* _Cuplikan Teks_:
____

Amira and Three Cups of Tea (kisah inspiratif keluarga AS yang mendirikan sekolah di perbatasan Afghanistan).
Penulis : Greg Mortenson & David Relin
Penerjemah: Ingrid Nimpoeno
Terbitan: Qanita (2009)
250 Halaman
Hari ini Neko belajar satu hal dari kata-kata seorang kepala Desa Korphe (salah satu desa yang terletak di sekitar gunung K2--puncak tertinggi di dunia.) "Mungkin kami tidak berpendidikan. Tapi kami tidak bodoh. Kami telah bertahan hidup di sini dalam waktu yang lama."
Itu adalah salah satu kutipan dari buku Amira and Three Cups of Tea yang baru-baru ini Neko baca.
Kata-kata itu dikatakan Haji Ali--kepala Desa Korphe setelah Greg Mortenson mengawasi pekerjaan orang-orang desa dalam membangun sekolah pertama di desa yang letaknya agak menjorok ke jurang itu. Sebagai mandor, Greg sudah membuat semua orang menjadi gila. Begitu kata Haji Ali. Lelaki tua itu pun mengajak Greg beristirahat sejenak di rumahnya dan menyuruh lelaki Amerika yang tidak sabaran itu tutup mulut sembari mendengarkan beberapa kata bijak darinya.
Greg Mortenson yang merasa dibebani tanggung jawab oleh Jean Hoerni, penanggung dana terbesarnya, untuk segera menyelesaikan sekolah. Kalau membaca buku itu, maka pembaca bisa melihat bahwa walau baik hati dan dermawan, Jean Hoerni adalah orang yang galak dan suka mendesak. Tak heran Greg pun jadi gusar ketika pembangunan sekolah itu berjalan tidak secepat yang ia harapkan. Padahal, tentu saja ia tahu betapa sulitnya medan di sekitar lokasi untuk membangun sekolah itu. Terutama karena para lelaki yang sedianya menjadi tenaga untuk mengangkuti bahan bangunan dan membangun setiap batunya harus bekerja sebagai pemandu para pendaki gunung. Kebanyakan warga Korphe adalah orang miskin dan tidak berpendidikan. Anak-anak Korphe belajar di tengah udara dingin di luar rumah karena mereka tidak punya bangunan sekolah dan juga terlalu miskin untuk membangunnya.
Sebelum Greg Mortenson akhirnya membangun jembatan sebelum akhirnya sekolah, desa itu dipisahkan dari dunia luar oleh jurang yang menganga lebar. Pembangunan jembatan yang sangat vital itu rupanya tidak masuk perhitungan Greg sebelumnya.
Orang-orang Korphe yang tinggal menjorok ke arah jurang memerlukan jembatan itu dulu daripada sekolah. "Ya, jembatan besar dari batu," jelas Twaha (anak Haji Ali), juga dalam bahasa Inggris. "Sehingga kita bisa mengangkut sekolahnya ke Desa Korphe." (hal. 72)
Greg tentu saja kaget.
Sebelumnya, untuk bisa mencapai Desa Korphe lewat jalan biasa, orang-orang menggunakan box kayu yang digantung untuk melintasi tali di atas jurang (mungkin semacam kereta gantung versi primitif). Tak mungkin bahan-bahan bangunan dengan berat ratusan kilogram yang sudah dibeli Greg itu bisa diantarkan ke Korphe lewat box kayu itu kan?

____

* _Tugas yang Diperlukan_:
a) Sebutkan semua nama orang yang muncul dalam cuplikan teks di atas.
b) Jawab tiga pertanyaan berikut berdasarkan cuplikan teks di atas.
(i) Siapa penerjemah buku Amira and Three Cups of Tea?
(ii) Menurut Twaha, apa yang perlu dibangun agar sekolah bisa diangkut ke Desa Korphe?
(iii) Apa yang dipakai orang untuk melintasi tali di atas jurang menuju Desa Korphe?

* _Informasi yang Ditampilkan_:
____

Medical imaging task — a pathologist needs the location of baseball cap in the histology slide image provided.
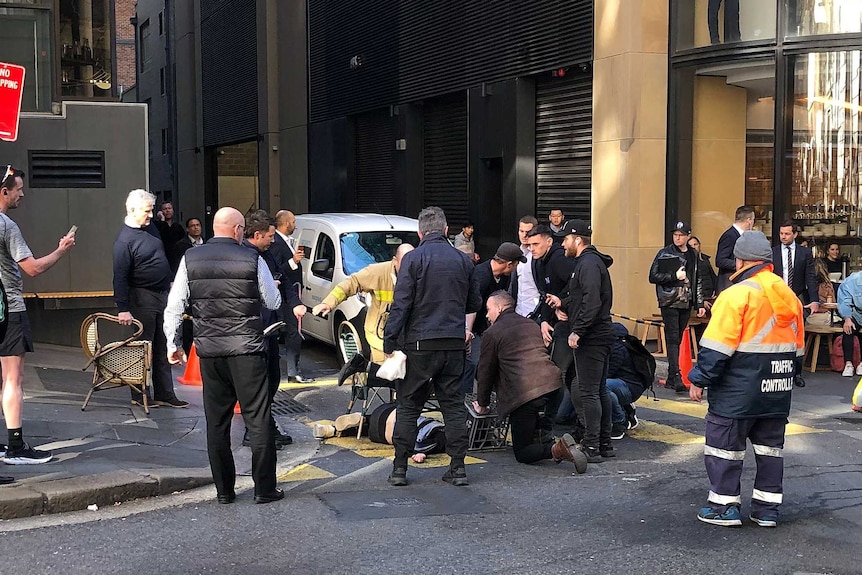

____

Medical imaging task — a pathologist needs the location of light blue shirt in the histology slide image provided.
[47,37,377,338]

____

* _Daftar Jawaban_:
a) Greg Mortenson, David Relin, Ingrid Nimpoeno, Neko, Haji Ali, Jean Hoerni, Twaha

b)
(i) Ingrid Nimpoeno
(ii) Jembatan besar dari batu
(iii) Box kayu yang digantung